Single-stream recycling is also more likely to bring in unwelcome material capable of damaging waste management machinery. Bits of glass and other unrecyclable material can get caught and break the equipment, slowing or stopping the recycling process, resulting in delays and costly repairs.
Our recycling crisis is about to drastically worsen. The US has always lacked the infrastructure to deal with its own waste compared to other countries, sending around 40% of our collected recyclables to China for the past several decades. Then, in 2013, China began cracking down on the importation of contaminated recyclables. China’s initiative, called Operation Green Fence, enforced its strictest regulation yet in 2018. Much more of our recycled material will now be rejected and sent to landfills here in the US. We are increasing our contamination rate by converting to single-stream recycling while simultaneously facing stricter international regulations, creating a recipe for disaster.

· · · · ·

* EXERCISE TASKS *
• A. Answer these questions using the passage on single-stream recycling:
(i) What share of its collected recyclables did the US send to China over the past several decades?
(ii) What was China's initiative against contaminated recyclables called?
(iii) According to the passage, what can bits of glass and other unrecyclable material do to the equipment?
• B. Extract the part of the passage on single-stream recycling from "Single-stream recycling is" up to and including "and costly repairs.".
• C. Write what comes next in the passage on single-stream recycling, continuing from its final sentence.

Entries pointing to named objects:

· · · · ·

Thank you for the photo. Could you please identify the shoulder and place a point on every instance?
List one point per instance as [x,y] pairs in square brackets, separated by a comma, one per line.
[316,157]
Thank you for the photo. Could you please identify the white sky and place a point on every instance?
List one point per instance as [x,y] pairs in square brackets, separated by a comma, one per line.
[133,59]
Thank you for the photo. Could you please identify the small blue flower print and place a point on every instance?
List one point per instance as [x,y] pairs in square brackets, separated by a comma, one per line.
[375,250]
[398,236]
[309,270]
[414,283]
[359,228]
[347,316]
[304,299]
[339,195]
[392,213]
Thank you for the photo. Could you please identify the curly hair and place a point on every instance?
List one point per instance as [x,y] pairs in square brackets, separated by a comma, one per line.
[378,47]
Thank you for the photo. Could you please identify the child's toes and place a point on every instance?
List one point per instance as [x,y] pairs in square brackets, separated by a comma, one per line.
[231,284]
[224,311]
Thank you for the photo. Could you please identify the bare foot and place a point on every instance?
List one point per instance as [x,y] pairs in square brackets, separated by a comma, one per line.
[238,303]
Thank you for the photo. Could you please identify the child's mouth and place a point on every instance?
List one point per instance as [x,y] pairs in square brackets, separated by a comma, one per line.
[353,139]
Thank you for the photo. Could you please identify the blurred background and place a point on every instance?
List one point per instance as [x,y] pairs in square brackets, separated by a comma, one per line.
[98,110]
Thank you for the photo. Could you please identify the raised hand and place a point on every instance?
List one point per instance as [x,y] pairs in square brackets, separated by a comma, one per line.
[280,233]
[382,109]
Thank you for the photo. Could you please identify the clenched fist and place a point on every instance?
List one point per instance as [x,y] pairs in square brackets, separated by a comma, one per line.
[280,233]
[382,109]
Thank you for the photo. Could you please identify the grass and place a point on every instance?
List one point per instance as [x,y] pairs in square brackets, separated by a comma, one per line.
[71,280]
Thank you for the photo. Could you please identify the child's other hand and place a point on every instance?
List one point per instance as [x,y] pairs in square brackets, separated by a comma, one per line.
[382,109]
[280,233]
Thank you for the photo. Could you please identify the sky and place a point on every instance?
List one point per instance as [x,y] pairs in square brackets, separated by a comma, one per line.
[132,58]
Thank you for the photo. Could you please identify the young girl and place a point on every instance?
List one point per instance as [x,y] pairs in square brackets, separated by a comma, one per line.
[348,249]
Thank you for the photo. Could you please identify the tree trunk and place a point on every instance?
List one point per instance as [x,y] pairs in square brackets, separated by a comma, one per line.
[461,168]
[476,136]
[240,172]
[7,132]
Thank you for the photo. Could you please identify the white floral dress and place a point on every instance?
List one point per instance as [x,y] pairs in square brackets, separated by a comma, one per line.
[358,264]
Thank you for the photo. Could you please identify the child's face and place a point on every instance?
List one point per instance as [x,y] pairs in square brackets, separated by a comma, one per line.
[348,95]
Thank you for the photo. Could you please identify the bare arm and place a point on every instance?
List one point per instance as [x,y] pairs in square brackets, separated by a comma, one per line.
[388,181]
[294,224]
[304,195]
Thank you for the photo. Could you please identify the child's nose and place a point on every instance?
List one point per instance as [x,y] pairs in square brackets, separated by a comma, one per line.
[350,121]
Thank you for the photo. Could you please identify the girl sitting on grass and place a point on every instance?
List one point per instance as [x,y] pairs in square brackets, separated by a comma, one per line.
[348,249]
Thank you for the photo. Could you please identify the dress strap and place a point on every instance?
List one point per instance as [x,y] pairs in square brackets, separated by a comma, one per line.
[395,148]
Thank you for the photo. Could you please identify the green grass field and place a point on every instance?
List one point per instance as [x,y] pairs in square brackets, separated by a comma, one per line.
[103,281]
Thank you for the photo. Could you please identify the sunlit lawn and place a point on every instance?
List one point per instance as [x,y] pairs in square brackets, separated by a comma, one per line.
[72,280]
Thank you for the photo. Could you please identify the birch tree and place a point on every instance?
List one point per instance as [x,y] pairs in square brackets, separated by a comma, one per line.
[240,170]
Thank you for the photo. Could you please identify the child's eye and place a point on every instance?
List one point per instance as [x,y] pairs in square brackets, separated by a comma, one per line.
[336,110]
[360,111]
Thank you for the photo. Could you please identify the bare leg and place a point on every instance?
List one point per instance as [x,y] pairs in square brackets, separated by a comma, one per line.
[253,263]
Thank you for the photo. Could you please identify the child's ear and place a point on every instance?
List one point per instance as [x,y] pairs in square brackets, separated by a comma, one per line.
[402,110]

· · · · ·

* RESPONSES PER TASK *
• A.
(i) Around 40%.
(ii) Operation Green Fence.
(iii) They can get caught and break it.

• B.
Single-stream recycling is also more likely to bring in unwelcome material capable of damaging waste management machinery. Bits of glass and other unrecyclable material can get caught and break the equipment, slowing or stopping the recycling process, resulting in delays and costly repairs.

• C.
The US needs to both dramatically reduce its waste and enhance its domestic recycling infrastructure so we can keep up with all that we dispose of. We can reduce waste by enacting policies that ban material tough to recycle and improve our ability to handle waste through increased government investment in the recycling industry.
The high contamination rates of single-stream recycling have convinced some Florida cities to switch back to separate bins. If single-stream recycling is to remain an option, we need better recycler education and container labeling to prevent cross-contamination. For now, you can do your part by not flattening aluminum cans, cleaning off all food residue, removing all foil and plastic bags, and ensuring there is no broken glass in your single blue bin.